<<<<

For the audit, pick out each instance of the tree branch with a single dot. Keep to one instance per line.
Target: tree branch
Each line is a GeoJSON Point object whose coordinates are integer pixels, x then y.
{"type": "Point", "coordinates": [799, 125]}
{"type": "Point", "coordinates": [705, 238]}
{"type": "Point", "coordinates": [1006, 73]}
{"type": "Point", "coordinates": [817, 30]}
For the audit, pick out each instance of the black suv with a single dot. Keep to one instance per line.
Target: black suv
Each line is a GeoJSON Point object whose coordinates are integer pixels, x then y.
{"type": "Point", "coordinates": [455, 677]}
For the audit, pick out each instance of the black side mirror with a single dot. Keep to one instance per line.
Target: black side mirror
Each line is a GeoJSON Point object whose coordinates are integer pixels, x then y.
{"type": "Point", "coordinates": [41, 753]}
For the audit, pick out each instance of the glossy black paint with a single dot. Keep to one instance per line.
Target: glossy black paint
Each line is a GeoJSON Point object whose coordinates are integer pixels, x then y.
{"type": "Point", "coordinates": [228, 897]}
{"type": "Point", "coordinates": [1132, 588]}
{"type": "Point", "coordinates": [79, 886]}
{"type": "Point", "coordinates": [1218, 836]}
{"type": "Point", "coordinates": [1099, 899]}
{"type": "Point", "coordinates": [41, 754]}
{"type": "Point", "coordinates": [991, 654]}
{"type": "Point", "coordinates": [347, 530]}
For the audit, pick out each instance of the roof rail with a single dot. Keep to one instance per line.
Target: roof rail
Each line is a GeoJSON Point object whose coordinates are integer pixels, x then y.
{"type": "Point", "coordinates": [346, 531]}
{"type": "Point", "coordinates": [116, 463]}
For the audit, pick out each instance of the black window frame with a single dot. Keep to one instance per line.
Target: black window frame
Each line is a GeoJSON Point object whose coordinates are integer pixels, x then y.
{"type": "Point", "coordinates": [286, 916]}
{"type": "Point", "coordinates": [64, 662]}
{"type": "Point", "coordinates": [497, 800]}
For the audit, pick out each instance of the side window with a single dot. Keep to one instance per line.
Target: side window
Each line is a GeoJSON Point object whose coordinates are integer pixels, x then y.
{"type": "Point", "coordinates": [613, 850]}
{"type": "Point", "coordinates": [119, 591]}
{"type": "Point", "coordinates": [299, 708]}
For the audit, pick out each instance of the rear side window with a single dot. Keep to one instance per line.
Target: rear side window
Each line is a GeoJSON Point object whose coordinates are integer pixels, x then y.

>>>>

EXERCISE: Put the lines running from the line containing "For the audit, pick out each instance of the rear" up to and including the last line of the records into a JSON list of strings, one string per line, leaving out any blank lines.

ANSWER TO THE TASK:
[
  "For the audit, pick out each instance of the rear side window with a single dot. Keep to one instance per line.",
  "Target: rear side window",
  "Each line is a GeoJSON Point object whose coordinates are integer pixels, x then y."
]